Problem >>
Count the lines below that contain the string "canopy", matching case exactly, and reply with that number alone.

Dataset records >>
----

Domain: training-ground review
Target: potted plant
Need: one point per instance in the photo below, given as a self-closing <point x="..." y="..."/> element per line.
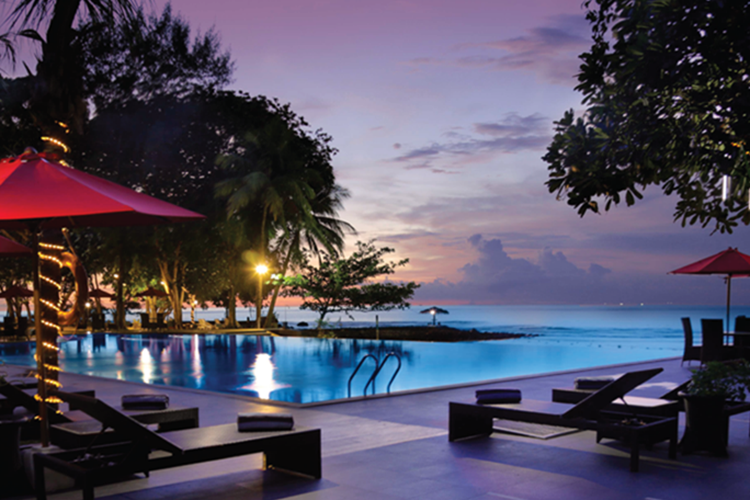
<point x="712" y="388"/>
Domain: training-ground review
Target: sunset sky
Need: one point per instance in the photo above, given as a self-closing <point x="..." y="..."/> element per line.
<point x="441" y="111"/>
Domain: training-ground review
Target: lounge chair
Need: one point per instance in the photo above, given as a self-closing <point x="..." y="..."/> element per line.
<point x="665" y="405"/>
<point x="471" y="420"/>
<point x="296" y="451"/>
<point x="691" y="352"/>
<point x="73" y="429"/>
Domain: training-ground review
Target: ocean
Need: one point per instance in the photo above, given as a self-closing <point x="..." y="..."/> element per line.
<point x="657" y="326"/>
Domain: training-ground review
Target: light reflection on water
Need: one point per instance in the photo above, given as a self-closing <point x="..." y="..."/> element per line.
<point x="306" y="370"/>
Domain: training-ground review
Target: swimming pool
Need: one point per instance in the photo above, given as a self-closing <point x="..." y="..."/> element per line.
<point x="309" y="370"/>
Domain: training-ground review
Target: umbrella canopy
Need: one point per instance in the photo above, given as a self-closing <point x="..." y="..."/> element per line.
<point x="434" y="310"/>
<point x="98" y="293"/>
<point x="9" y="248"/>
<point x="36" y="188"/>
<point x="16" y="291"/>
<point x="152" y="292"/>
<point x="39" y="192"/>
<point x="730" y="262"/>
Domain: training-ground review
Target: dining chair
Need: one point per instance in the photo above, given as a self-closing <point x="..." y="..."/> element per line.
<point x="691" y="352"/>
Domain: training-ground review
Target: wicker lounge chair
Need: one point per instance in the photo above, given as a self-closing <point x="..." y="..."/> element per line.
<point x="296" y="451"/>
<point x="75" y="429"/>
<point x="665" y="405"/>
<point x="471" y="420"/>
<point x="691" y="352"/>
<point x="713" y="342"/>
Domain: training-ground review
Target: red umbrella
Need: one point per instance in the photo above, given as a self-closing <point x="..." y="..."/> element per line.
<point x="39" y="192"/>
<point x="730" y="262"/>
<point x="98" y="293"/>
<point x="37" y="189"/>
<point x="9" y="248"/>
<point x="16" y="291"/>
<point x="152" y="292"/>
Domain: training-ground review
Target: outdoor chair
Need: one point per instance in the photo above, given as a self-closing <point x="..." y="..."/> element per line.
<point x="471" y="420"/>
<point x="72" y="428"/>
<point x="667" y="405"/>
<point x="691" y="352"/>
<point x="742" y="342"/>
<point x="296" y="451"/>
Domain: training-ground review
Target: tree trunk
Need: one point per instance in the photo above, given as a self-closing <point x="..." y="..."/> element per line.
<point x="277" y="288"/>
<point x="173" y="280"/>
<point x="122" y="275"/>
<point x="262" y="254"/>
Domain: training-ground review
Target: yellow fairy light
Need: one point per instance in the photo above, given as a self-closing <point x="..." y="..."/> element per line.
<point x="50" y="346"/>
<point x="51" y="258"/>
<point x="56" y="142"/>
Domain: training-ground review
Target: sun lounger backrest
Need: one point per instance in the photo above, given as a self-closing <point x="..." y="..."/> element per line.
<point x="589" y="407"/>
<point x="118" y="421"/>
<point x="20" y="398"/>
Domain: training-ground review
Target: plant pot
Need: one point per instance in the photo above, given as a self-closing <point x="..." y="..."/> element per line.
<point x="706" y="425"/>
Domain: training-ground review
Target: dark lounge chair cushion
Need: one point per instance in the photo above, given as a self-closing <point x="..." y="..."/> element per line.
<point x="145" y="402"/>
<point x="498" y="396"/>
<point x="248" y="422"/>
<point x="592" y="383"/>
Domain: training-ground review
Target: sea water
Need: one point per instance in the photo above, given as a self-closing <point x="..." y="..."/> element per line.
<point x="305" y="370"/>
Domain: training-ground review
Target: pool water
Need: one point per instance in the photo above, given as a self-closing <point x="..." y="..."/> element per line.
<point x="309" y="370"/>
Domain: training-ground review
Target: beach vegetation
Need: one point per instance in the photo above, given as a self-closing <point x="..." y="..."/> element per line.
<point x="667" y="104"/>
<point x="344" y="284"/>
<point x="729" y="381"/>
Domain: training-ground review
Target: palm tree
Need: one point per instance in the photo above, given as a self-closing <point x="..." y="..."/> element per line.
<point x="317" y="230"/>
<point x="281" y="181"/>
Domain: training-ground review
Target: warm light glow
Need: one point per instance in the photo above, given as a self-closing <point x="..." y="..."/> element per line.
<point x="56" y="142"/>
<point x="51" y="246"/>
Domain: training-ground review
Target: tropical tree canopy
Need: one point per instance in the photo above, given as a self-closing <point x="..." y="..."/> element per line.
<point x="343" y="284"/>
<point x="668" y="103"/>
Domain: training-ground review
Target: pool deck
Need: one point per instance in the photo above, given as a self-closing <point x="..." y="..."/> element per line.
<point x="397" y="447"/>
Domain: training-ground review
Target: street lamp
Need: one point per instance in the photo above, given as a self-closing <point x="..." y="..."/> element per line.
<point x="261" y="269"/>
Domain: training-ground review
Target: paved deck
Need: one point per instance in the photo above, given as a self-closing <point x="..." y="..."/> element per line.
<point x="397" y="448"/>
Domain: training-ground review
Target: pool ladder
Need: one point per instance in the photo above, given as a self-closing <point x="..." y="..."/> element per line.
<point x="378" y="366"/>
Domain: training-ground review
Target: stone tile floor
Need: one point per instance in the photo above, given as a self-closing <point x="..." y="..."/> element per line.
<point x="397" y="448"/>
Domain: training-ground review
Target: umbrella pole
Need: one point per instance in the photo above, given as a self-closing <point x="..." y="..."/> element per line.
<point x="42" y="384"/>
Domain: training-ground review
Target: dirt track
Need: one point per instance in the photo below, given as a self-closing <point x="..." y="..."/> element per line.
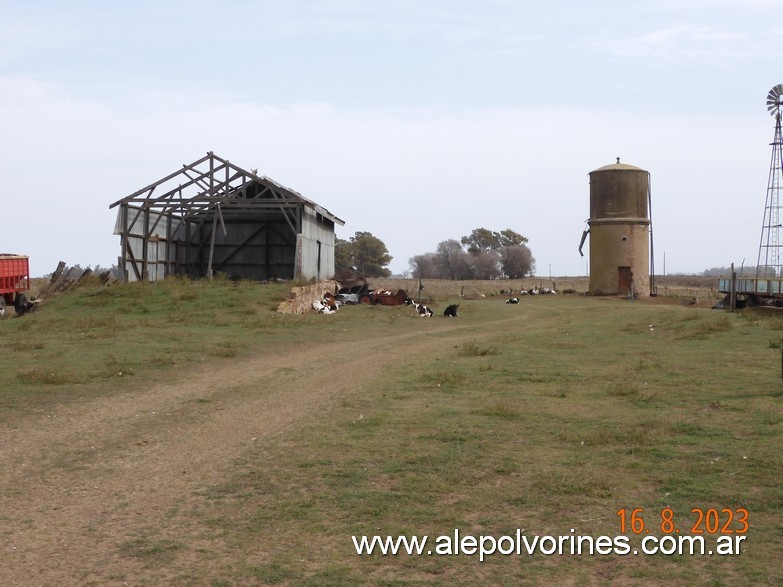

----

Task solution >>
2